═══ EXTRACT PROVIDED

Is intraoperative nerve monitoring useful for surgical training in thyroid surgery?
Candaş Erçetin1, Alper Şahbaz2, Sami Acar3, Fırat Tutal4, Nihat Aksakal5, Serkan Sarı6, Yeşim Erbil7
1Department of General Surgery, Health Sciences University, Bağcılar Training and Research Hospital, İstanbul, Turkey
2Department of General Surgery, Health Sciences University, Bakırköy Dr. Sadi Konuk Training and Research Hospital, İstanbul, Turkey
3Department of General Surgery, Acıbadem Taksim Hospital, İstanbul, Turkey
4Department of General Surgery, Kolan International Hospital, İstanbul, Turkey
5Department of General Surgery, İstanbul University Istanbul School of Medicine, İstanbul, Turkey
6Department of General Surgery, Health Sciences University, İstanbul Training and Research Hospital, İstanbul, Turkey
7Department of General Surgery, İstanbul University İstanbul School of Medicine, İstanbul, Turkey
Objective: Parathyroid glands and recurrent laryngeal nerves (RLNs) are at risk during thyroid surgery. However, the identification of the nerves has reduced these risks. Intraoperative nerve monitoring (IONM) during thyroid surgery has gained widespread acceptance as an aid to the gold standard of visually identifying the RLN. The aim of the present study was to evaluate the effect of the identification of the RLN during thyroidectomy by using IONM.
Material and Methods: Seven hundred forty-eight patients were included in our prospectively designed study. Of these 748 patients, 1496 nerves at risk were studied. Group 1 consisted of 736 nerves that were identified using IONM, whereas Group 2 consisted of 760 visually identified nerves.
Results: In the non-IONM group, the rate of temporary nerve palsy was lower in patients operated by experienced surgeons than in patients operated by residents (p= 0.001). In the IONM group, RLN injury rates were similar between experienced surgeons and residents.
Conclusion: In spite of the fact that the duration of the operation was lower with IONM, the abbreviated duration may not appear to have clinical significance. The main advantage is for less experienced surgeons. IONM significantly decreases RLN palsy rates of the surgeons with limited experience in thyroid surgery.
Keywords: Thyroidectomy, nerve injury, nerve monitoring
Thyroidectomy is performed very frequently in regions with iodine deficiency. The most serious complications of thyroidectomy are recurrent laryngeal nerve (RLN) palsy and hypoparathyroidism, which can considerably worsen the patients’ quality of life. In spite of the fact that the rate of nerve paralysis is small, when it happens, it may be life-long in capacity (1,2). The incidence of nerve paralysis is reported to be 0%-14% (1-4). Conditions, such as retrosternal goiter, redo surgeries, or surgeries for malignant thyroid disorders, put the nerves at highest risks, and even experienced surgeons may accidentally damage the recurrent nerve, resulting in nerve paralysis in approximately 1%-2%. Since the early 1930’s, routine visualization of RLN rather than avoiding it has become the standard of care (5-7).

══════
═══ GIVEN DATA

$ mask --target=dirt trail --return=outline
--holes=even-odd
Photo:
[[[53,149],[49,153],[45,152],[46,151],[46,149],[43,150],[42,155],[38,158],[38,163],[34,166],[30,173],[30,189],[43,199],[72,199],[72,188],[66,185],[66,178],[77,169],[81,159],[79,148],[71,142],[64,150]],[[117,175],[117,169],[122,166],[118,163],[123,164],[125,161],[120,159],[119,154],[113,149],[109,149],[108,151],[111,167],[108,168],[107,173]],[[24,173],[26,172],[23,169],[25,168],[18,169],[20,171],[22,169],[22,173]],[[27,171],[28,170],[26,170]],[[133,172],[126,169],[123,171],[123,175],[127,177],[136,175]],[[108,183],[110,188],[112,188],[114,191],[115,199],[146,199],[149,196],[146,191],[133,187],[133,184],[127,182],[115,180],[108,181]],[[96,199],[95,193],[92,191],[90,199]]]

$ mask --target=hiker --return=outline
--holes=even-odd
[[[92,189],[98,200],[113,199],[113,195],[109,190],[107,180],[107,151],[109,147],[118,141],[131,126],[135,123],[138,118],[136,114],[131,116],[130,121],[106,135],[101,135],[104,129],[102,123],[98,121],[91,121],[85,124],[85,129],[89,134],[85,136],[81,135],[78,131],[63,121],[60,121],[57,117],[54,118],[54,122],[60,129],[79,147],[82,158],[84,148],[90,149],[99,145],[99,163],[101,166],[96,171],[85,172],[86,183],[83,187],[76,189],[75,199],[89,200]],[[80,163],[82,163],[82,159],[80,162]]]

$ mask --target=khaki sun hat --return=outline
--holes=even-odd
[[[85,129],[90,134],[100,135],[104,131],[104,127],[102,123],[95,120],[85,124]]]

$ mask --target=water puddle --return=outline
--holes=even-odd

══════

**EXERCISE AIM**
Rewrite the thyroid surgery study from "Material and Methods: Seven" to "visually identified nerves.", putting "visually confirmed" in place of "visually identified". Work from the text alone.

**RESULT OF THE EXERCISE**
Material and Methods: Seven hundred forty-eight patients were included in our prospectively designed study. Of these 748 patients, 1496 nerves at risk were studied. Group 1 consisted of 736 nerves that were identified using IONM, whereas Group 2 consisted of 760 visually confirmed nerves.